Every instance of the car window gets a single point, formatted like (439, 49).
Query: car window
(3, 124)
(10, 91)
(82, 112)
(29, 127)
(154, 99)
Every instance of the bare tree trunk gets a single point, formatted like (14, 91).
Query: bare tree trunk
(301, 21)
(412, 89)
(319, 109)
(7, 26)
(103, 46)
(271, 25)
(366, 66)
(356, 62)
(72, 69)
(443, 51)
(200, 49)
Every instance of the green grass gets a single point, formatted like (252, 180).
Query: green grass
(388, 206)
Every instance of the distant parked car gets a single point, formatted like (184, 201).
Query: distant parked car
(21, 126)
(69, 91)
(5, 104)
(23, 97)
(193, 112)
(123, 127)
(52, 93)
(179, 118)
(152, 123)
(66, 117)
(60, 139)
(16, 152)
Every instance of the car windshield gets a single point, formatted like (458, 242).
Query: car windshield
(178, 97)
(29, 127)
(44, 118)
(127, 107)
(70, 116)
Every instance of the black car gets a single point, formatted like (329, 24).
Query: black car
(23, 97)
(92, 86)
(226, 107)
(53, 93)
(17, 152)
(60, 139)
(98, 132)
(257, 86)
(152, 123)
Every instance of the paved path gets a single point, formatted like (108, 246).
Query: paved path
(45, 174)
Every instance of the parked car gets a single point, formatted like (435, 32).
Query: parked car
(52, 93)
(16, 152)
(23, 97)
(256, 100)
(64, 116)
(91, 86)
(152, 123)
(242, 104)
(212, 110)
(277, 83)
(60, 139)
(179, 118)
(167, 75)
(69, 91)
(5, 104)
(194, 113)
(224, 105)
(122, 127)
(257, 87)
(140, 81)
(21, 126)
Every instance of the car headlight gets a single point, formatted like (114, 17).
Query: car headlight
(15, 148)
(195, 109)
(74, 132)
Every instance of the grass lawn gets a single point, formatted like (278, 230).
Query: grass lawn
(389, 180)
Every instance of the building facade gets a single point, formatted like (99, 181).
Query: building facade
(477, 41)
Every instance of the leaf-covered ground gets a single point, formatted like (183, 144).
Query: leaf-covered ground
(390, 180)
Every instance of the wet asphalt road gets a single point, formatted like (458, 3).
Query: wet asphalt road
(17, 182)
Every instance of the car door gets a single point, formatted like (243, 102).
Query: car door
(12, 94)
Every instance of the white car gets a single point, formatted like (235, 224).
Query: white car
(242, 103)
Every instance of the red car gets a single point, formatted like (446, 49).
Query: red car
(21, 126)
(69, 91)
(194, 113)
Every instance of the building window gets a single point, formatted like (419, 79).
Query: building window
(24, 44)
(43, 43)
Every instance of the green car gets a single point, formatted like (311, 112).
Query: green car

◆ Job:
Turn all the lines above into a numbered list, leaving out any blank lines.

◆ Exercise answer:
1. Every instance of the car window gets a single point, formatted like (439, 49).
2. Query: car window
3. (3, 124)
4. (10, 91)
5. (82, 112)
6. (29, 127)
7. (154, 99)
8. Every instance of the bare tree trunk gets a single point, formatted like (14, 91).
9. Query: bare tree trunk
10. (301, 21)
11. (412, 89)
12. (319, 109)
13. (7, 26)
14. (103, 46)
15. (271, 25)
16. (366, 66)
17. (356, 62)
18. (72, 69)
19. (443, 51)
20. (200, 49)
21. Every instance of the green grass gets a single point, formatted like (252, 180).
22. Query: green grass
23. (388, 206)
24. Every instance of the distant parked car gets a single point, formatted like (184, 201).
25. Query: distant parked car
26. (21, 126)
27. (69, 91)
28. (5, 104)
29. (23, 97)
30. (193, 112)
31. (123, 127)
32. (52, 93)
33. (179, 118)
34. (152, 123)
35. (66, 117)
36. (60, 139)
37. (16, 152)
38. Every instance of the car windshield gets a single point, formatted like (458, 242).
39. Query: car windshield
40. (178, 97)
41. (29, 127)
42. (44, 118)
43. (127, 107)
44. (70, 116)
45. Every instance of the black car gets a single point, formatted like (329, 24).
46. Query: black car
47. (23, 97)
48. (92, 86)
49. (226, 107)
50. (53, 93)
51. (17, 152)
52. (60, 139)
53. (98, 132)
54. (257, 86)
55. (152, 123)
56. Every instance of the paved path gets a single point, formatted like (108, 246).
57. Query: paved path
58. (45, 174)
59. Every instance of the parked car gets a single point, formatted like (435, 32).
60. Query: parked car
61. (52, 93)
62. (16, 152)
63. (23, 97)
64. (256, 100)
65. (64, 116)
66. (91, 86)
67. (152, 123)
68. (242, 104)
69. (212, 110)
70. (277, 83)
71. (60, 139)
72. (179, 118)
73. (167, 75)
74. (69, 91)
75. (5, 104)
76. (194, 113)
77. (224, 105)
78. (122, 127)
79. (257, 87)
80. (140, 81)
81. (21, 126)
82. Every instance of the car headlight gets a single point, formatted like (114, 17).
83. Query: car headlight
84. (15, 148)
85. (195, 109)
86. (74, 132)
87. Every instance of the grass lawn gets a single point, formatted like (278, 230).
88. Query: grass lawn
89. (389, 180)
90. Every instance of the building facade gets a single point, formatted like (99, 181).
91. Query: building facade
92. (477, 41)
93. Every instance of the leaf-covered ground gets a single point, formatted like (183, 144).
94. Query: leaf-covered ground
95. (390, 180)
96. Every instance of the wet asphalt road gets a single point, formatted like (458, 3).
97. Query: wet asphalt road
98. (17, 182)
99. Every instance of the car door gets a single point, formatted like (243, 102).
100. Query: car door
101. (12, 94)
102. Every instance of the white car gets a single point, formatted like (235, 224).
103. Query: white car
104. (242, 103)
105. Every instance of the red car gets a single point, formatted like (446, 49).
106. Query: red car
107. (21, 126)
108. (69, 91)
109. (194, 113)
110. Every instance of the building window gets a single point, formatted like (419, 79).
111. Query: building window
112. (24, 44)
113. (43, 43)
114. Every instance of the green car gets a single point, formatted like (311, 112).
115. Query: green car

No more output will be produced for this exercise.